■ **SHORT EXERCISE 1**
Could you write out the forum thread on a hobbyist microcontroller platform word for word, from start to finish?

■ **TEXT SECTION**
PIC32MX AVR or ARM Hobbyist's Platform
microcontrolleruser
Posts: 1,194
Could Parallax please produce a system for hobbyist's that
already have learned a fair amount about MCU's?
already have learned a fair amount about MCU's?
Comments
Once you have a custom-language module, like Stamp, the actual core used matters not one jot to the user.
It might make commercial sense to choose a lower cost, easily available part, or one that you already know.
Users do care about things like 5V IO, and nice quick programming.
The ideal part would be HS-USB, 5V IO and small package.
You can get close to that sweet spot with NUC442RG8AE, gives HS-USB, 2.5V ~ 5.5V, TQFP64, 84 MHz $3.31/1k
or, if you relax HS-USB to FS-USB, perhaps NUC126 FS-USB, 2.5V ~ 5.5V LQFP48/54/100 72MHz $?
Notice that spec does not include the Core, because once you have your 'Stamp' language, that matters less.
Parallax could also look carefully at a Prop1 and Level Translators, and I think someone has already done that.
If you are OK with 3V IO only, the FLiP is available right now...
'Err, that's illogical.'
'Stamp' is an industry term. Probably more in use in the 90's.
Think now most outfits call it a 'Stick'.
It means MCU on a PCB. Probably other uses too.
How come I get picked to go out in the real world and find out what's going on?:)
I think there is a 'market opening' for this for Parallax version.
Digilent fumbled the ball and made there compiler/IDE a plug in for Arduino.
So. Parallax can be 'the only kid on the block' with an 'in house' 32MX compiler/IDE.
Another note.
Digilent PI was a 32MX but they have moved on to it looks like ARM.
So Parallax might just go with ARM.
And another note.
Think Arduino has been around since 2000.
No Propellor Arduino board. That means something. Don't know what.
Then you should logically also call it a 'Stick', otherwise readers will not be able to extract what you are trying to say.

■ **SHORT EXERCISE 2**
Which lines of the records contain the word "background"? Pick out each such line in full, treating uppercase and lowercase as different.

■ **DATASET RECORDS**
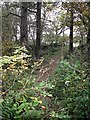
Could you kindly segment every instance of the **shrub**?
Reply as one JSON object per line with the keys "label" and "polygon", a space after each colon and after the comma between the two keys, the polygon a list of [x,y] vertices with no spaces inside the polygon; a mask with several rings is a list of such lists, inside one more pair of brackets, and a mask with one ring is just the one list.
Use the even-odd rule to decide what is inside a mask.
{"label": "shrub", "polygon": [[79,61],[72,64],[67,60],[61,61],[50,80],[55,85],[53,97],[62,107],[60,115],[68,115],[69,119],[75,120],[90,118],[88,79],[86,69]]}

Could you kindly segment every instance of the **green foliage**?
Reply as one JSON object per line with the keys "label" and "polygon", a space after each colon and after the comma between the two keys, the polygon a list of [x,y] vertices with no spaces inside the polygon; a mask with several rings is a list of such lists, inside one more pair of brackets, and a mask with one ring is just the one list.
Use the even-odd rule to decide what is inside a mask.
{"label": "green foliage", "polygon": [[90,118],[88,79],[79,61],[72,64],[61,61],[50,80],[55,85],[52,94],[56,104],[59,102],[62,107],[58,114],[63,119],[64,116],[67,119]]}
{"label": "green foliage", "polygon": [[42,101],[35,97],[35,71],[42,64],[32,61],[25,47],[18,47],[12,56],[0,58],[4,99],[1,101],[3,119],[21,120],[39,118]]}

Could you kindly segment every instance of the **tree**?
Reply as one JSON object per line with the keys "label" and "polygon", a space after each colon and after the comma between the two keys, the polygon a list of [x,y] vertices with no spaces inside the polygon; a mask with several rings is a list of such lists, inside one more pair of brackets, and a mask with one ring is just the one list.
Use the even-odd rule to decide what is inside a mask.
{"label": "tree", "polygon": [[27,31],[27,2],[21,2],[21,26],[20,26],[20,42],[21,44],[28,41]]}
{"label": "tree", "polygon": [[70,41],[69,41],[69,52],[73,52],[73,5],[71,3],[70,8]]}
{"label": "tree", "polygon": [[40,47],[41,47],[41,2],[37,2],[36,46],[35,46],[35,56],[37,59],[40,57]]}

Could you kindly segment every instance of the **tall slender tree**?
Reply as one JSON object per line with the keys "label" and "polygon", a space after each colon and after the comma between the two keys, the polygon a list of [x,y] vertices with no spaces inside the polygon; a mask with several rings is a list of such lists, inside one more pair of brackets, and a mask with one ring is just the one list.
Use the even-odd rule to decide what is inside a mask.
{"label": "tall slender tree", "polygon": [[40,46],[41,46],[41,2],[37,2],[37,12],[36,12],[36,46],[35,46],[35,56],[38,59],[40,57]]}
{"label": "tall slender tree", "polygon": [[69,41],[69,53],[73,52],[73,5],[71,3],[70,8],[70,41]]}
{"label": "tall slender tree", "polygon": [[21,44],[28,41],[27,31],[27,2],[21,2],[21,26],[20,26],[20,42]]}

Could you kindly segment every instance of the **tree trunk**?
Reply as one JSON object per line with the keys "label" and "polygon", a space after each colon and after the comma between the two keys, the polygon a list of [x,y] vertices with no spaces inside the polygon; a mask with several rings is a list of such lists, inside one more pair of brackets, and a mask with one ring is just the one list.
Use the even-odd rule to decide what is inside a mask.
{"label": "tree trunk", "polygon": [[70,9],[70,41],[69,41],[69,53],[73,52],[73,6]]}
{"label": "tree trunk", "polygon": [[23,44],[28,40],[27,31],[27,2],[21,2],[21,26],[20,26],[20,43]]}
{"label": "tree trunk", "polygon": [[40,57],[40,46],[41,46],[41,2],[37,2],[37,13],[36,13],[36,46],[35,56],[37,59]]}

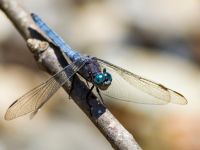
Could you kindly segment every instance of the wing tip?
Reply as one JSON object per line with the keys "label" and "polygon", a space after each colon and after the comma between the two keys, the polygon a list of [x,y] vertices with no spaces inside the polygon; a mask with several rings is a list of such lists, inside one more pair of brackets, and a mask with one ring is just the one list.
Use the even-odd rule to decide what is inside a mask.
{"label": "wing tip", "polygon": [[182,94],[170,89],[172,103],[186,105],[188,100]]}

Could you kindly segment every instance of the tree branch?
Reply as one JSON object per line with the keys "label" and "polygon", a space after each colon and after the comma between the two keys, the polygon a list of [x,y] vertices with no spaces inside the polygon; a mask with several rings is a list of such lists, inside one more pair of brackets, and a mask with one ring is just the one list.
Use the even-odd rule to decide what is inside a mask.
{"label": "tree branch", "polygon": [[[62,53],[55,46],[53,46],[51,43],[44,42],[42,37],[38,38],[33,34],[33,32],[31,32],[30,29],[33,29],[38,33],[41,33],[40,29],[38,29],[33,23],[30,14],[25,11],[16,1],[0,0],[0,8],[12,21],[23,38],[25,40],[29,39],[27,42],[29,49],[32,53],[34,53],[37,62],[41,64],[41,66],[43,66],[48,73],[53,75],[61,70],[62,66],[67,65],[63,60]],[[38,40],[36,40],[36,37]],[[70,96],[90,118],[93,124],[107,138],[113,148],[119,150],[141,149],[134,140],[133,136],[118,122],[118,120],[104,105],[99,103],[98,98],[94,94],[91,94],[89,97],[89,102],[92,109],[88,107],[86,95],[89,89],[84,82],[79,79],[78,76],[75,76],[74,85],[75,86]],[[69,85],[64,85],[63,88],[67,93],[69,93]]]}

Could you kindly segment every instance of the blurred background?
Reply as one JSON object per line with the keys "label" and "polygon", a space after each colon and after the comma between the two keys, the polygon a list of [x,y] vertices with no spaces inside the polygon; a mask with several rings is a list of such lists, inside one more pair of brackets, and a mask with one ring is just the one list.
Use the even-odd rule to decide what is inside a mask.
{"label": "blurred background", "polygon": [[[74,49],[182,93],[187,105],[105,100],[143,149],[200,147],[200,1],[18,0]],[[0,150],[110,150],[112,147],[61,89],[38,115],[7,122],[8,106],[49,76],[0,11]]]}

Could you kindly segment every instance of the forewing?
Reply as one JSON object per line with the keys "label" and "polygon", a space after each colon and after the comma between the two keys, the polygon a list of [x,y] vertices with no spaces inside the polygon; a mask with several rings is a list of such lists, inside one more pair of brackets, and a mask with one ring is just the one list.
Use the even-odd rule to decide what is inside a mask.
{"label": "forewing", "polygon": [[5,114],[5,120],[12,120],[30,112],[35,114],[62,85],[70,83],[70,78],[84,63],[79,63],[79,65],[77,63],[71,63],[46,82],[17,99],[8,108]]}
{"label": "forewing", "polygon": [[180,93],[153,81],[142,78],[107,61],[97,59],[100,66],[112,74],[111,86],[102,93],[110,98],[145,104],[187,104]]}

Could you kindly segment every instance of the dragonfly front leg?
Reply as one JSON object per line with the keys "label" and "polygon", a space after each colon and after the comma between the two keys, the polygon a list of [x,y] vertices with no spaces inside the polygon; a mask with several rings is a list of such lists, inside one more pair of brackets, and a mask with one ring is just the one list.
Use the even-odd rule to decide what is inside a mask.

■ **WRITTEN SOLUTION 1**
PIC32MX AVR or ARM Hobbyist's Platform
microcontrolleruser
Posts: 1,194
Could Parallax please produce a system for hobbyist's that
already have learned a fair amount about MCU's?
already have learned a fair amount about MCU's?
Comments
Once you have a custom-language module, like Stamp, the actual core used matters not one jot to the user.
It might make commercial sense to choose a lower cost, easily available part, or one that you already know.
Users do care about things like 5V IO, and nice quick programming.
The ideal part would be HS-USB, 5V IO and small package.
You can get close to that sweet spot with NUC442RG8AE, gives HS-USB, 2.5V ~ 5.5V, TQFP64, 84 MHz $3.31/1k
or, if you relax HS-USB to FS-USB, perhaps NUC126 FS-USB, 2.5V ~ 5.5V LQFP48/54/100 72MHz $?
Notice that spec does not include the Core, because once you have your 'Stamp' language, that matters less.
Parallax could also look carefully at a Prop1 and Level Translators, and I think someone has already done that.
If you are OK with 3V IO only, the FLiP is available right now...
'Err, that's illogical.'
'Stamp' is an industry term. Probably more in use in the 90's.
Think now most outfits call it a 'Stick'.
It means MCU on a PCB. Probably other uses too.
How come I get picked to go out in the real world and find out what's going on?:)
I think there is a 'market opening' for this for Parallax version.
Digilent fumbled the ball and made there compiler/IDE a plug in for Arduino.
So. Parallax can be 'the only kid on the block' with an 'in house' 32MX compiler/IDE.
Another note.
Digilent PI was a 32MX but they have moved on to it looks like ARM.
So Parallax might just go with ARM.
And another note.
Think Arduino has been around since 2000.
No Propellor Arduino board. That means something. Don't know what.
Then you should logically also call it a 'Stick', otherwise readers will not be able to extract what you are trying to say.

■ **WRITTEN SOLUTION 2**
Could you kindly segment every instance of the blurred background?
{"label": "blurred background", "polygon": [[[74,49],[182,93],[187,105],[105,100],[143,149],[200,147],[200,1],[18,0]],[[0,150],[110,150],[112,147],[61,89],[38,115],[7,122],[8,106],[49,76],[0,11]]]}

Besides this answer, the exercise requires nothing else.